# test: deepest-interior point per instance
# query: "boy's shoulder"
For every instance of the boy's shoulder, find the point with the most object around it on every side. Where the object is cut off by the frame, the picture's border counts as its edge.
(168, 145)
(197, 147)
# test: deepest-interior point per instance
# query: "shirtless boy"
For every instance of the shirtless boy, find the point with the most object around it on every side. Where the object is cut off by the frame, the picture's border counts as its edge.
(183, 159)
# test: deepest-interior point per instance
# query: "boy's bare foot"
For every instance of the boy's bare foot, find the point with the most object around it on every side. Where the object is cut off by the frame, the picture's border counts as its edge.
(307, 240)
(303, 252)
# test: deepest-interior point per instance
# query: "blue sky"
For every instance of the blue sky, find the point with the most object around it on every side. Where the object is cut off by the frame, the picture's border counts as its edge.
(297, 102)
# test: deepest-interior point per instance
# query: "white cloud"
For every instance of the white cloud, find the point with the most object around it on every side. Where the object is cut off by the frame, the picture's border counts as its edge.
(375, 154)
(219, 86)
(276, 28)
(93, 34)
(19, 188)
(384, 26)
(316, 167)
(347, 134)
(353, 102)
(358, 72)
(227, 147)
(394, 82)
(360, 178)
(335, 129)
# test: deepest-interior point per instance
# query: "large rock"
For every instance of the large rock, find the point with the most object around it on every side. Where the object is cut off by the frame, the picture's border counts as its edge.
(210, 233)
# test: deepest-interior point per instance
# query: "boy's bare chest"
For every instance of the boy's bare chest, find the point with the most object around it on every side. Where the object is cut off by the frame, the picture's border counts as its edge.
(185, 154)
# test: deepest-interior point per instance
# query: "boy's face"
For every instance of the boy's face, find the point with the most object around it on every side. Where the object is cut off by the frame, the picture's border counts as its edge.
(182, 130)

* * *

List every line in the data above that contains the word "large".

# query: "large rock"
For every instance of the large rock, find the point with the most object around it on every side. Where the object is cut off by the frame, the picture's border counts as its edge.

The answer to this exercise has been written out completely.